What you have to do:
Using the entries below, transcribe exactly the line containing "of the blue" and each line that follows it to the end.

Some records:
(begin)

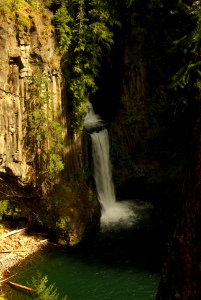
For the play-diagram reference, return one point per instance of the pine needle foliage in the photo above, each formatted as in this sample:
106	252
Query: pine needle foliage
45	133
41	291
189	47
83	33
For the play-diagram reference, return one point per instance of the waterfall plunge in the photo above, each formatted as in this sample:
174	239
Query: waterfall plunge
114	212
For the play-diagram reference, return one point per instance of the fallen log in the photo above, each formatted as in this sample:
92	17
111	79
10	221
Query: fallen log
7	278
20	286
10	233
9	251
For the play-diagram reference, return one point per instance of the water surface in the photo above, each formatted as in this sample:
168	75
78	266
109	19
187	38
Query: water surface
115	262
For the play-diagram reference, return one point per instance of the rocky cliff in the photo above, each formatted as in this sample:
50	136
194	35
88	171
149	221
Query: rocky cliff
27	41
21	51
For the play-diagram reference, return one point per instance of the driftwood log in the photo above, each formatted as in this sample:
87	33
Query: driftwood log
20	286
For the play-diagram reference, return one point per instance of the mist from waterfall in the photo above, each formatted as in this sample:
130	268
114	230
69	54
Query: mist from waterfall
114	213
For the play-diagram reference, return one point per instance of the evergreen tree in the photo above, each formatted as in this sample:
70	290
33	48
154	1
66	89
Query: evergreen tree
45	133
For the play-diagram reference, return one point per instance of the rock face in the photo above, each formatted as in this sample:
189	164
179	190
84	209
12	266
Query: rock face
20	53
69	212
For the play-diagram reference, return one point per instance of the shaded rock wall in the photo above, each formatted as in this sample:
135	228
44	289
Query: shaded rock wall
20	53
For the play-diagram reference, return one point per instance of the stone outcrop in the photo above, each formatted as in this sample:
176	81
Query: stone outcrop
68	208
20	53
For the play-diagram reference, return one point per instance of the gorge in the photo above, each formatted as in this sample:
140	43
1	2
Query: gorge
131	181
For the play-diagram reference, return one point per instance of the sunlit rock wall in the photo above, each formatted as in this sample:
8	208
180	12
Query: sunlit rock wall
20	53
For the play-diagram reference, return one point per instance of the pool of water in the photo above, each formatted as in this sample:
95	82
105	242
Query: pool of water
115	262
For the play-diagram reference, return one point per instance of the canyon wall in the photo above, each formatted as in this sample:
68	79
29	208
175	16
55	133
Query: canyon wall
21	51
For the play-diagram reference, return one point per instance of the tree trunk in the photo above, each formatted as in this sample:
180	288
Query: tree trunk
181	273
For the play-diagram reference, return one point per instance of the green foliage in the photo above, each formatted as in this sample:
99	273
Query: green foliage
42	292
3	207
36	4
7	7
45	133
188	46
22	23
82	29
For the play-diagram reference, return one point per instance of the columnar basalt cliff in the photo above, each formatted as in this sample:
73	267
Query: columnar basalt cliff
20	53
22	50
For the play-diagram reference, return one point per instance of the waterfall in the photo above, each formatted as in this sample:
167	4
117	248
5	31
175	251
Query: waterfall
113	211
102	169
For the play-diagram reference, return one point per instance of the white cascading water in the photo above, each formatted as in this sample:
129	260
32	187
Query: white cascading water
114	212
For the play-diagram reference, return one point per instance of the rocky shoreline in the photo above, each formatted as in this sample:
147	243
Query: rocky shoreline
15	246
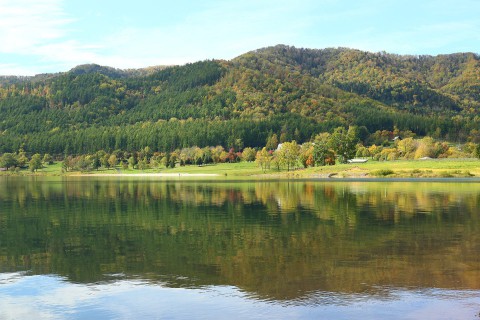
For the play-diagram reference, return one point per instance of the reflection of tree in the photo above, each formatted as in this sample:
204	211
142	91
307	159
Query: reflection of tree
276	239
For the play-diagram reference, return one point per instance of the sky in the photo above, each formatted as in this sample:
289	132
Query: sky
44	36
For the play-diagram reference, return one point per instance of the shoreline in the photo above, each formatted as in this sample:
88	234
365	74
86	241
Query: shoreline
153	174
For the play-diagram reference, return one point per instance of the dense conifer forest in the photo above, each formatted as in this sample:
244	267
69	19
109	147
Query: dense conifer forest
291	93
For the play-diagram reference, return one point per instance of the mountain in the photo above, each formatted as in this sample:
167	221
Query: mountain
294	93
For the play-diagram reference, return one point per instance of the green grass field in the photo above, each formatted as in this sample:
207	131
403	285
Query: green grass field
434	168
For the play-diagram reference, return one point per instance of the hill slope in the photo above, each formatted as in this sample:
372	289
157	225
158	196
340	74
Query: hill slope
292	92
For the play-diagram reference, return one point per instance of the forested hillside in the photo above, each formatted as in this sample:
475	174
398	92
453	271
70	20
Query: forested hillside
293	93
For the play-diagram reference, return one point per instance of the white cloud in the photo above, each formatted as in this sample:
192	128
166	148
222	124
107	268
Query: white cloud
26	24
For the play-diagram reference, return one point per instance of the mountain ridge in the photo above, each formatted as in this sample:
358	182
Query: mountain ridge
292	92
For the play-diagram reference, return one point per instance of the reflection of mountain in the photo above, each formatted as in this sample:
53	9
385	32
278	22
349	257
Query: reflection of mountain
274	239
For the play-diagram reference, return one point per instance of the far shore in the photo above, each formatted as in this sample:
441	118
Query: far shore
151	174
430	168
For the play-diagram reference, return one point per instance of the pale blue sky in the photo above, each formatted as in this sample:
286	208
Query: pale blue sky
39	36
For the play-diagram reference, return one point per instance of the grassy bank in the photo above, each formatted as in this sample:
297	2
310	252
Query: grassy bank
434	168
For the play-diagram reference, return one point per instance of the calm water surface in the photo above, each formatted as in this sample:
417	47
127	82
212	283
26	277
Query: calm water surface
116	248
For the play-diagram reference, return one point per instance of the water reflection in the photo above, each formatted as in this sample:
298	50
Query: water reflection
278	241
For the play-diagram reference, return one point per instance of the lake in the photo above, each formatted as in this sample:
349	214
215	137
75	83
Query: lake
123	248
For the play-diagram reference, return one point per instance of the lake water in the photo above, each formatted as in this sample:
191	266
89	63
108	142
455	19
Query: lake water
131	248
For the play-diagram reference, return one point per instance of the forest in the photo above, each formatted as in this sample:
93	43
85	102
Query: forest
292	93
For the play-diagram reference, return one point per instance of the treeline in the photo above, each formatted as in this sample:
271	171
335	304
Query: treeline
293	93
324	149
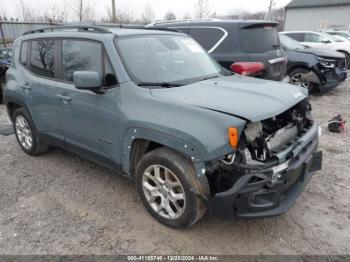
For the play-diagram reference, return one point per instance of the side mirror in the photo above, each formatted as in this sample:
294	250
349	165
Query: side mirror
87	80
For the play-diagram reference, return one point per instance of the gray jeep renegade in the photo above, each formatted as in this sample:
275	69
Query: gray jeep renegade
153	105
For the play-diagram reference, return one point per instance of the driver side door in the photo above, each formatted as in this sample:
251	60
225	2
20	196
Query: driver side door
90	122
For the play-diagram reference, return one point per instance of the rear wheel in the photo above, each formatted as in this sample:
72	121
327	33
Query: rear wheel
164	179
296	78
26	133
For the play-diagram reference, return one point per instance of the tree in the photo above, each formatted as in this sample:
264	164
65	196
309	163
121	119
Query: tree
187	15
82	10
169	16
148	14
202	9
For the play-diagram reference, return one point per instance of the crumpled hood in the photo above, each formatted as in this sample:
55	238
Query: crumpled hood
321	53
248	98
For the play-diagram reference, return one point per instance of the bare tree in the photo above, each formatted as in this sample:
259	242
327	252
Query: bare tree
169	16
202	9
114	14
148	14
82	10
187	15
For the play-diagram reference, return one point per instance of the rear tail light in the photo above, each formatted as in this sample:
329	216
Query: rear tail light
247	68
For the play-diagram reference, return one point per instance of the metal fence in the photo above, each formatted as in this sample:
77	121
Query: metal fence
9	30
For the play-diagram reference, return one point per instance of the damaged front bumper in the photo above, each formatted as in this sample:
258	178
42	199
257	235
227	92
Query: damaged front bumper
276	189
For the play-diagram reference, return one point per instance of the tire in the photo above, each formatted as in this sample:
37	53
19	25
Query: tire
347	59
23	124
295	75
192	207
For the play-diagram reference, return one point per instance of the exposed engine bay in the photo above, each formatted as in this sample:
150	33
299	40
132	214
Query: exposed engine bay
259	146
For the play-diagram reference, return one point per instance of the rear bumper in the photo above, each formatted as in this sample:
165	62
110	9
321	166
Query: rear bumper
266	198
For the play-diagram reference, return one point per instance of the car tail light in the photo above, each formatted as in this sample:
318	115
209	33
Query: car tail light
247	68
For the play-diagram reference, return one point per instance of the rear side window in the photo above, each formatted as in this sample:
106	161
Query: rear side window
207	37
297	36
259	39
42	57
23	54
78	55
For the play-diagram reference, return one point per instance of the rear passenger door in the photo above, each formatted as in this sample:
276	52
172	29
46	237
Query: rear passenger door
38	84
89	121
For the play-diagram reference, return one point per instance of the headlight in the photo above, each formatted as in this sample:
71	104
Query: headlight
327	63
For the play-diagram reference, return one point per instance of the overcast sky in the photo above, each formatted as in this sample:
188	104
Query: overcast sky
160	7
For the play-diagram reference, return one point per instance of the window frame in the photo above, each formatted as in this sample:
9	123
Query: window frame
29	57
104	55
58	58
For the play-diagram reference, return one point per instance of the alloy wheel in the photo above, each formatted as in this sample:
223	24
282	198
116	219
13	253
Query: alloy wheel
23	132
164	192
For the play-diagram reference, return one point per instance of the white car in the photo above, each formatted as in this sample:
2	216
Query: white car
345	34
320	40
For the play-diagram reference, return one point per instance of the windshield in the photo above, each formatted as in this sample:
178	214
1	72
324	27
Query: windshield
152	59
289	43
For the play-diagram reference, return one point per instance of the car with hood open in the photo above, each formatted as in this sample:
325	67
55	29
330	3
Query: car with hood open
320	40
154	106
313	69
249	47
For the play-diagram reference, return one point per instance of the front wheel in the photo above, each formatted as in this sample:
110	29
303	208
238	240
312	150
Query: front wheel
165	180
26	133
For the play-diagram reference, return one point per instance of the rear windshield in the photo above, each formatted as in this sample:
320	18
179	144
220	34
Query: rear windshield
259	39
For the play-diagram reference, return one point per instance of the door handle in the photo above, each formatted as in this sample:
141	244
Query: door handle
64	99
26	86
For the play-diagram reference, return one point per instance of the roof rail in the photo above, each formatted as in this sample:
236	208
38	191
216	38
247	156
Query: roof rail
126	26
87	28
185	20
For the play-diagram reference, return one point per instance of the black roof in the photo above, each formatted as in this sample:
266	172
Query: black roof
316	3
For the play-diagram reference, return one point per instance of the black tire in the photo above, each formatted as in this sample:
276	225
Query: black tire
347	59
185	172
312	87
38	147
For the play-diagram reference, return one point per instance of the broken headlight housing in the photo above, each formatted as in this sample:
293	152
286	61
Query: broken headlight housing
327	63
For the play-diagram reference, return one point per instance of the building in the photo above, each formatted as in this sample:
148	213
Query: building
317	14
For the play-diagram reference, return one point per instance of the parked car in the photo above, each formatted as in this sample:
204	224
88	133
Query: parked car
345	34
245	47
156	107
312	68
321	41
5	61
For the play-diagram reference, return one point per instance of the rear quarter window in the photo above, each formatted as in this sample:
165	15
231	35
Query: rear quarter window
207	37
42	57
259	39
23	53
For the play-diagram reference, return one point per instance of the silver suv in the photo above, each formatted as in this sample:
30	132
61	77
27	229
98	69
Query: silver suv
153	105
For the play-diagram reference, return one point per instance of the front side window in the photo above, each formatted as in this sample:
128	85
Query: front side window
79	55
42	57
165	58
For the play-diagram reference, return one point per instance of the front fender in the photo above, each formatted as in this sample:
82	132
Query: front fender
185	144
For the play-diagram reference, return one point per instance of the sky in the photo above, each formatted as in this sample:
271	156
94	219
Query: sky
160	7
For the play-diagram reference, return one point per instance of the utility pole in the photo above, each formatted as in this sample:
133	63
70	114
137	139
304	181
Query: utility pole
114	15
272	3
81	11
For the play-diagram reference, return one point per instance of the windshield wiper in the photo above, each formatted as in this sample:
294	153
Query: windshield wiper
161	84
208	77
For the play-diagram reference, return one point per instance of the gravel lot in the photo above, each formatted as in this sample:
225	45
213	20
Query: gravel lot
59	203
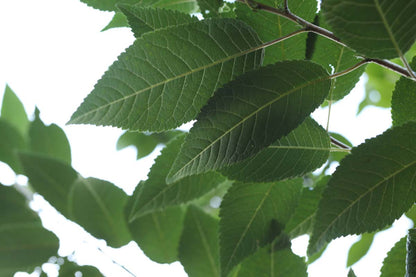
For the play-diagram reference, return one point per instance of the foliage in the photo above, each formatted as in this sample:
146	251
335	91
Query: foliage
250	76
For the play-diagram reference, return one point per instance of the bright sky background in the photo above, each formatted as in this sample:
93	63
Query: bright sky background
52	53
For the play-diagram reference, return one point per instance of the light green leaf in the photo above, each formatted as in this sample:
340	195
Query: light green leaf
98	206
118	20
158	233
395	263
13	112
360	248
10	142
249	114
50	140
145	143
370	188
24	243
154	194
404	100
303	217
253	215
198	247
301	151
270	26
184	64
50	177
336	58
376	28
144	20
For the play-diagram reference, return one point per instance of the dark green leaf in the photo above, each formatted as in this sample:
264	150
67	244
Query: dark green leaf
50	140
10	141
360	248
158	233
249	114
143	142
154	194
24	243
198	247
302	220
51	178
395	263
119	20
253	215
144	20
98	206
336	58
270	26
301	151
166	76
376	28
371	187
404	99
13	112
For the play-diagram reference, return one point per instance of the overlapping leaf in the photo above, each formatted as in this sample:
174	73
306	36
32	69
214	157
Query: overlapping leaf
253	215
376	28
24	243
371	188
270	26
249	114
302	150
166	76
143	20
154	194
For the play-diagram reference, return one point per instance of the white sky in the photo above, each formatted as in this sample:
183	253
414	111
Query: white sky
52	53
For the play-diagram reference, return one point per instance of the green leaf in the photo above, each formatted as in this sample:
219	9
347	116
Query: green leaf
337	58
98	206
50	140
404	99
10	141
24	243
13	112
360	248
411	253
395	263
145	143
303	217
49	177
198	247
249	114
144	20
371	187
301	151
158	233
253	215
119	20
376	28
154	194
166	76
271	26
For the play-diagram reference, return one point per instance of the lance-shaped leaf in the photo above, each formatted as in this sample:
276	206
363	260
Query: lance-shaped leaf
271	26
301	151
154	194
253	215
376	28
371	188
165	77
198	247
249	114
395	263
143	20
24	243
98	206
404	100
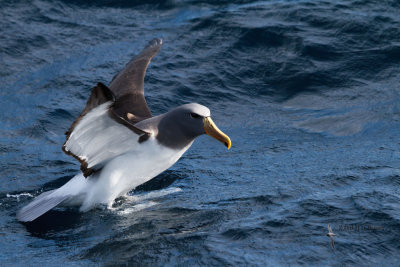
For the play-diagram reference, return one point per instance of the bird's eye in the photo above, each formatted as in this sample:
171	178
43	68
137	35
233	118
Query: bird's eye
194	115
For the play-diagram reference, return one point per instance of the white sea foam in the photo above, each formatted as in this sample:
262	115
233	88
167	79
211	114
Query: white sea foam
138	207
143	201
153	194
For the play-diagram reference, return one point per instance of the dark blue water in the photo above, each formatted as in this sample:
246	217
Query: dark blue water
308	91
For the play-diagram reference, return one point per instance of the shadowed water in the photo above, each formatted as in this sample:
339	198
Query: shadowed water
308	91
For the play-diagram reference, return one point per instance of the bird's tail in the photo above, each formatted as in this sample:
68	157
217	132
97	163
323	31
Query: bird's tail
40	205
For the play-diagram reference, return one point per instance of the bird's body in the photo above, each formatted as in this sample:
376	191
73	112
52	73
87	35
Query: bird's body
120	145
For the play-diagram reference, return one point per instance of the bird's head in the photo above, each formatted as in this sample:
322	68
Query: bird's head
191	121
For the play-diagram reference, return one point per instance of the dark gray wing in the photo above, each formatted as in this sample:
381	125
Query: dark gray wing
127	86
91	138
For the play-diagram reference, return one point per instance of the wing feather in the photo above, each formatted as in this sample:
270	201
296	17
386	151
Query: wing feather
96	136
127	86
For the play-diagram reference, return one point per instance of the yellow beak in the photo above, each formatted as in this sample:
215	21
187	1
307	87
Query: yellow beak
212	130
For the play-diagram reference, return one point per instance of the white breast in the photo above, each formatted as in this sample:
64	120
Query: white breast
127	171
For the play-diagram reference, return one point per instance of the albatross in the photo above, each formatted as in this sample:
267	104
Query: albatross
120	144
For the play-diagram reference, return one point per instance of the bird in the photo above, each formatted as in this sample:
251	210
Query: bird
120	144
331	235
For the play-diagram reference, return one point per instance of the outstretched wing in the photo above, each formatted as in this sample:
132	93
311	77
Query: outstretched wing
127	86
96	136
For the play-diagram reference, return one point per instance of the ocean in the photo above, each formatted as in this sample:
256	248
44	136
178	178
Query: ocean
308	91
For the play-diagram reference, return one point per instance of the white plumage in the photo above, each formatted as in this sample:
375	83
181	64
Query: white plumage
125	163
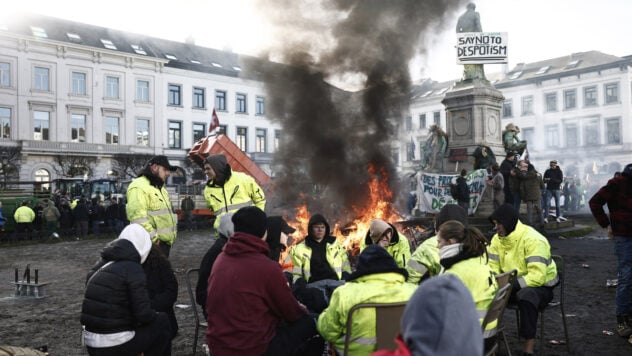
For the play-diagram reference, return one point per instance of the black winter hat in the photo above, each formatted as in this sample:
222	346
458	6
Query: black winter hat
375	259
250	220
506	216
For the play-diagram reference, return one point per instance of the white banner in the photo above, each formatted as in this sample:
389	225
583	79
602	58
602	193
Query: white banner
481	47
433	190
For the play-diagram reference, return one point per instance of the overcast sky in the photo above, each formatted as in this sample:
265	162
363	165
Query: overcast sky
537	29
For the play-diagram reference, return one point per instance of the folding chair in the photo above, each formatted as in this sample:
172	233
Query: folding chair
197	313
495	313
387	319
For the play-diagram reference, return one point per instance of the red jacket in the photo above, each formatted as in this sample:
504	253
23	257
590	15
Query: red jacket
247	297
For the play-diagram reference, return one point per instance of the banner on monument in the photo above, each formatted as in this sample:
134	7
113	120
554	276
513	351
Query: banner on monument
433	190
481	47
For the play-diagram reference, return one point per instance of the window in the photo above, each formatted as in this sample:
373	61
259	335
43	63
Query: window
199	98
611	92
175	95
78	83
142	91
111	128
552	136
41	79
78	128
199	131
527	105
142	132
591	133
613	131
590	96
241	103
551	101
5	74
260	107
572	135
570	99
261	142
220	100
507	108
242	138
41	125
112	87
5	121
175	134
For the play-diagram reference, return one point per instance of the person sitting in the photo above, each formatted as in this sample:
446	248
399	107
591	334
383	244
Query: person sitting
521	247
424	262
116	312
440	319
258	313
463	253
377	279
320	261
385	235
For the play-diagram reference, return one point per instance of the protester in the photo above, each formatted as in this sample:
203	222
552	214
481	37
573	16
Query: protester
377	279
440	319
162	286
424	262
463	253
225	231
617	193
148	203
553	178
224	183
254	297
116	312
385	235
521	247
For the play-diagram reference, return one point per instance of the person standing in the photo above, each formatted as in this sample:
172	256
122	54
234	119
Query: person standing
617	193
521	247
148	203
553	178
227	190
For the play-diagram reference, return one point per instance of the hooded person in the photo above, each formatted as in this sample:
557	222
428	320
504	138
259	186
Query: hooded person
385	234
258	313
424	262
521	247
440	319
377	279
227	190
116	312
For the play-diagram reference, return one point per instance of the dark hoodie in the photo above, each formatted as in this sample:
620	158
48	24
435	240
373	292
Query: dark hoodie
222	170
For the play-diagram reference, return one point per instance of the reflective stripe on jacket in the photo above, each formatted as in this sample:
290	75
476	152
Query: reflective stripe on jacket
373	288
525	250
239	191
301	255
151	208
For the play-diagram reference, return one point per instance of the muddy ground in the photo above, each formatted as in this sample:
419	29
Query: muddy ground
54	320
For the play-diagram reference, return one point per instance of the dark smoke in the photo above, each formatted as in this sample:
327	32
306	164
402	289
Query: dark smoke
331	136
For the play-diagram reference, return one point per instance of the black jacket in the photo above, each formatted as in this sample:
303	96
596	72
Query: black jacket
116	298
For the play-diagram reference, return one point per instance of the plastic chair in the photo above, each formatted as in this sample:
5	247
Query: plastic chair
387	319
197	313
495	313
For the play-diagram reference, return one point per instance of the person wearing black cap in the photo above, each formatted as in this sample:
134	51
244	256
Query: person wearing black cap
377	279
424	262
251	309
617	193
227	190
521	247
148	203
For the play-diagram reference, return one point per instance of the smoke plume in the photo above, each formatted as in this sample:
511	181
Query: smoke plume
332	136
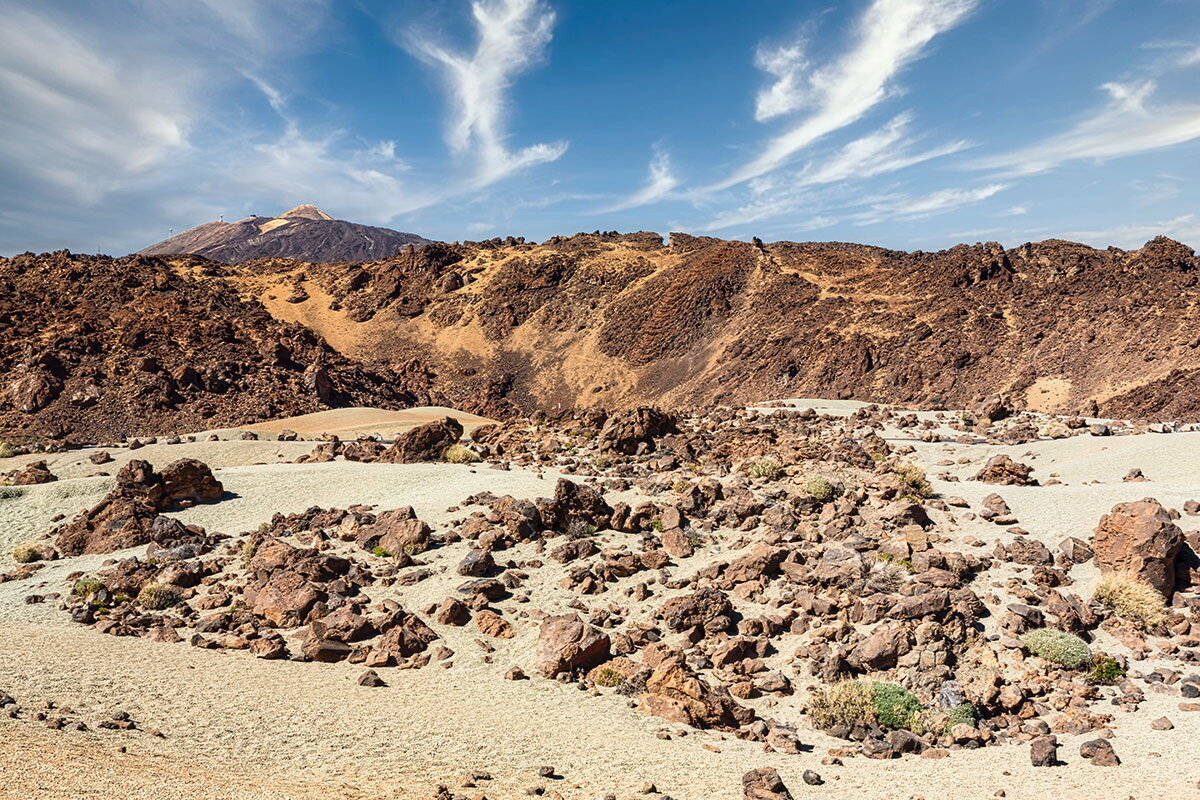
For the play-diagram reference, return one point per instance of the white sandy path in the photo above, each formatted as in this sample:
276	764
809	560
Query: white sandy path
304	722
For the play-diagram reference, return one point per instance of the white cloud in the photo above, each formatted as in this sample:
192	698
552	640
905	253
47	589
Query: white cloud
1127	125
82	119
787	94
906	208
886	150
511	38
357	184
1185	228
660	181
888	36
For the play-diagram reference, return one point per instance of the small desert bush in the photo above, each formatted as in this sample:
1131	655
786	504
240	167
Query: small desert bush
609	678
1105	671
156	596
964	714
1131	597
820	488
1063	649
84	587
767	468
913	477
27	553
846	703
461	455
895	707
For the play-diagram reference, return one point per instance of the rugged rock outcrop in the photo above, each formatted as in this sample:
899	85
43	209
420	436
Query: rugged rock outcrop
96	348
129	515
1140	539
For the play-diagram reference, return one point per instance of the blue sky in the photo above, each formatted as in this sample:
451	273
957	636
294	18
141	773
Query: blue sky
910	124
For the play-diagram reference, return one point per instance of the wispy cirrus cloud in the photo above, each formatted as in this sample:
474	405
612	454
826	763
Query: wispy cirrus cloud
511	37
660	182
886	150
888	36
79	120
918	208
1128	124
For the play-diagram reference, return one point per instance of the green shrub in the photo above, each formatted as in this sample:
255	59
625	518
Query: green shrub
1105	671
820	488
1131	597
846	703
895	707
767	468
461	455
1063	649
27	553
84	587
156	596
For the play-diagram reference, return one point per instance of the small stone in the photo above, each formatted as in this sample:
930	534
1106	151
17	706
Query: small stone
1101	752
371	678
1044	751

(end)

Exercise output:
For the play-diagram reference, return one point per instance of the blue sky in the photo above, each formatted as in this sample:
451	273
957	636
294	18
141	773
Query: blue sky
910	124
For the play-diagram reference, return one point per instance of the wispy cirrus cloud in the photo above, each formatted as in this sample:
474	405
612	454
826	763
Query: wispy cirrus cloud
511	37
660	182
886	150
888	36
79	120
918	208
1128	124
For the play-diagram reference, return one point per instance of the green shrub in the photo above, each formatted as in this sample:
255	59
625	518
Query: green shrub
1105	671
820	488
1131	597
846	703
895	707
767	468
461	455
1063	649
27	553
84	587
156	596
For the play-diagram reference, return one point per instance of the small stone in the photo above, each formatted as in this sample:
930	534
1106	151
17	706
Query: small stone
1101	752
371	678
1044	751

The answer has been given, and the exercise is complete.